**Written exercise:**
Reproduce the rows below word for word, from the first line through the line containing "POLYGON ((25 88, 6", with that line included.
--- start of Data excerpts ---
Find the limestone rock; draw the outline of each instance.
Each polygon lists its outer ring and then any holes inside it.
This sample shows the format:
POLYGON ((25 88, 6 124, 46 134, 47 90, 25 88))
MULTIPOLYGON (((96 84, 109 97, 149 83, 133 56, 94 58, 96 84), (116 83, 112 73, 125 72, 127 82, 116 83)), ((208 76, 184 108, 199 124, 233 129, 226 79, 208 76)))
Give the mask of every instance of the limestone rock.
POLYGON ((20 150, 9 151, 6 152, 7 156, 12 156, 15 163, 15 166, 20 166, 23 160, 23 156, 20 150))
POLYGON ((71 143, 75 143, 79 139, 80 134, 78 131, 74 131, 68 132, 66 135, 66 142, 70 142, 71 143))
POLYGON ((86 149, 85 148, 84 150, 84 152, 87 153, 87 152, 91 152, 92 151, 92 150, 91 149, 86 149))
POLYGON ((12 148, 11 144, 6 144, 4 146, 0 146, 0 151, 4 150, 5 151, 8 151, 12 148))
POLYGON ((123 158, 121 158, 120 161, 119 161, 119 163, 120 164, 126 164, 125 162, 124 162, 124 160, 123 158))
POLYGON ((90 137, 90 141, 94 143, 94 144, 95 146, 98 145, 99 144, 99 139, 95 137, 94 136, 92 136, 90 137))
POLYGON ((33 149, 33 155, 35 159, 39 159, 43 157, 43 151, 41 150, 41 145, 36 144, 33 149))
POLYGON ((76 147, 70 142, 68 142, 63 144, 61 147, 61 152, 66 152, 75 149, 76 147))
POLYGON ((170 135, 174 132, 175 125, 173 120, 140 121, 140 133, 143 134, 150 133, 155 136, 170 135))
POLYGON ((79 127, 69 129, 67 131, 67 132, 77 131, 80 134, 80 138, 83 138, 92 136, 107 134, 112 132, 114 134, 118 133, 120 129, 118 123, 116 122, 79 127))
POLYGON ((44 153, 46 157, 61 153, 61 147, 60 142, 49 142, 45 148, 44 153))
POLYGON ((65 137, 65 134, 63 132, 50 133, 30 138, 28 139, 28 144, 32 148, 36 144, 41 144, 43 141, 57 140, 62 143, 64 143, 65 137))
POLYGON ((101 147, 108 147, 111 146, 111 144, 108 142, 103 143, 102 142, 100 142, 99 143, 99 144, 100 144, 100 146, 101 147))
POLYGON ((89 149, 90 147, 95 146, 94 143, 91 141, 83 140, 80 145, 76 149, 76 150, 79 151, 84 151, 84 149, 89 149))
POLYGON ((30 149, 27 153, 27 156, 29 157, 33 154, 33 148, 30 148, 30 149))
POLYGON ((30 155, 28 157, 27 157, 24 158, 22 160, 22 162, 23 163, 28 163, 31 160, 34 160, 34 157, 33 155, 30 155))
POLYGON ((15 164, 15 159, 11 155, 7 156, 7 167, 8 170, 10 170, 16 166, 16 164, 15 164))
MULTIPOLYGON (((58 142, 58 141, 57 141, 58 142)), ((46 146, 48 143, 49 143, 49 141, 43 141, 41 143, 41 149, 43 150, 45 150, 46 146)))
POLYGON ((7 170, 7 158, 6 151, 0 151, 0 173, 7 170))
--- end of Data excerpts ---
**Written response:**
Find the limestone rock; draw the outline of each instance.
Each polygon lists its outer ring and then any holes inside it.
This sample shows the format:
POLYGON ((25 88, 6 124, 46 134, 47 90, 25 88))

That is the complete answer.